◆ **SUPPLIED TEXT**:
= = = = =

Studies Explore Geography's Influence On Medical Practice, Spending

Reuters: "Doctors in some parts of the United States are more likely to tell Medicare patients they are sick than in other parts, researchers said on Wednesday in a finding that could explain regional differences in health spending. The study is the latest from the Dartmouth Atlas Project, which [has uncovered] wide differences in spending by region, a finding that became a touchstone in the debate about the need for healthcare reform in the United States." The study showed that, while all people received more diagnoses as they aged, those "who moved from the lowest-intensity to the highest-intensity treatment regions had a far greater increase in the number of diagnoses." The study is in this week's New England Journal of Medicine (Steenhuysen, 5/12).

Modern Healthcare: "Population health plays a larger role in geographic differences in Medicare spending than previously thought, according to a study from George Mason University and the Urban Institute. … Researchers estimated the differences in Medicare spending between high- and low-cost geographic areas and the role of beneficiaries' health to explain variations, using data on Medicare spending by 6,725 elderly Medicare patients collected by the Medicare Current Beneficiary Survey from 2000-02." An author of the study said the result shows that differences in spending from one area to another are not necessarily signs of inefficient health care systems. This study is also in NEJM (Lubell, 5/13).

= = = = =

◆ **ASSIGNED TASK**:
Please copy the passage on geography and Medicare spending between "Studies Explore Geography's" and "of Medicine (Steenhuysen, 5/12).", inclusive.

Dataset excerpts
= = = = =

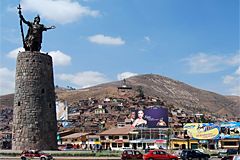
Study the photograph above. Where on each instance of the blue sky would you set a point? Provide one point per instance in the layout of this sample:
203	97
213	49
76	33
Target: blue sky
97	41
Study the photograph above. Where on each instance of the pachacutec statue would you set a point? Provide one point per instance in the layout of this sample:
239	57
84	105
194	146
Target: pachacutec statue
33	39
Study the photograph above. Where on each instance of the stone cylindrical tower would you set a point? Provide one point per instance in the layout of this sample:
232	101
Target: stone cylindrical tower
34	115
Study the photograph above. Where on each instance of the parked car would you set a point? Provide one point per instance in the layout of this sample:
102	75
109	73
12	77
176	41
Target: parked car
131	154
232	151
190	154
31	154
65	147
159	154
231	157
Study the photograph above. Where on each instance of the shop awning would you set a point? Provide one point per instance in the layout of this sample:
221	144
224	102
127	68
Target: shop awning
161	141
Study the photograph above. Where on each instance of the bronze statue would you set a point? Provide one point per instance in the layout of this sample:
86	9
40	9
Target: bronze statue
33	39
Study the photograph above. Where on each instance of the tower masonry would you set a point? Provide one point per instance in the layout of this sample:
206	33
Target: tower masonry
34	115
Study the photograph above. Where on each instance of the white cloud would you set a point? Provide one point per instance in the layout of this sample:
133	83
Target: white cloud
7	83
206	63
233	82
234	60
125	75
60	11
228	79
59	58
147	39
238	71
84	79
14	53
106	40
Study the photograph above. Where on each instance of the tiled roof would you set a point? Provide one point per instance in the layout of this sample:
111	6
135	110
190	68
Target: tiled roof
117	131
75	135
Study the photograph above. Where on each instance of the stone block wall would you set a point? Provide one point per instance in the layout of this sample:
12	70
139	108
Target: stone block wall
34	115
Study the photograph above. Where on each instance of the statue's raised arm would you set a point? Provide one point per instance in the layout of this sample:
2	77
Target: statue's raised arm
33	39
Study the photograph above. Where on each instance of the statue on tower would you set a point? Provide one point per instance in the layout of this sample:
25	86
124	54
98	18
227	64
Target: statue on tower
33	39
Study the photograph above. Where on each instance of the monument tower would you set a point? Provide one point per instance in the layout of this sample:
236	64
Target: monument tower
34	115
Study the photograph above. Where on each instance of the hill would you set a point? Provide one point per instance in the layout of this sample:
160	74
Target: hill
136	92
169	91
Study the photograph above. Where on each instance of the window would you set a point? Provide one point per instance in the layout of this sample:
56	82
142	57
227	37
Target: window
129	152
102	137
126	145
176	145
230	143
114	145
137	152
119	145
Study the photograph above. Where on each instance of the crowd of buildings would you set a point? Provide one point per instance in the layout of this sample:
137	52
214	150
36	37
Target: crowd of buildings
106	123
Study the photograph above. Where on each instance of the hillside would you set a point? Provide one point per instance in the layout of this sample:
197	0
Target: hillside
170	92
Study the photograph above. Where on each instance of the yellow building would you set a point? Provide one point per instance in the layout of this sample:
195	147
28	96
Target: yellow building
177	143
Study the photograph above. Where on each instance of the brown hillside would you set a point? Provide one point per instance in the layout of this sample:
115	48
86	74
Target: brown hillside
171	92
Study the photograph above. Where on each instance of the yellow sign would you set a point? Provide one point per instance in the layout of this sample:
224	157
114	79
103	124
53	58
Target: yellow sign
201	130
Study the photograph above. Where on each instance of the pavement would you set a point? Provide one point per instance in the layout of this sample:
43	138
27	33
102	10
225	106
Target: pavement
67	158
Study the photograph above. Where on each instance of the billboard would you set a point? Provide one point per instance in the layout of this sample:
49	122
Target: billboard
151	117
202	130
229	130
61	110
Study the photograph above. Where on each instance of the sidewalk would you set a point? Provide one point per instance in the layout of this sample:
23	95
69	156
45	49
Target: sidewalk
68	158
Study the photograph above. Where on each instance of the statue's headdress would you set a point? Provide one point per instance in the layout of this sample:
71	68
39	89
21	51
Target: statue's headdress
37	17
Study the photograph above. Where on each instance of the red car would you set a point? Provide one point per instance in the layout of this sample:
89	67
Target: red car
131	154
159	154
29	154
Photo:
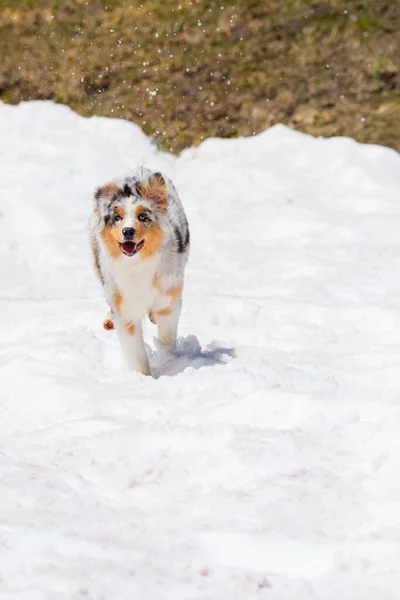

= = = = =

◆ **OUTPUT FOR THIS EXERCISE**:
Studies Explore Geography's Influence On Medical Practice, Spending

Reuters: "Doctors in some parts of the United States are more likely to tell Medicare patients they are sick than in other parts, researchers said on Wednesday in a finding that could explain regional differences in health spending. The study is the latest from the Dartmouth Atlas Project, which [has uncovered] wide differences in spending by region, a finding that became a touchstone in the debate about the need for healthcare reform in the United States." The study showed that, while all people received more diagnoses as they aged, those "who moved from the lowest-intensity to the highest-intensity treatment regions had a far greater increase in the number of diagnoses." The study is in this week's New England Journal of Medicine (Steenhuysen, 5/12).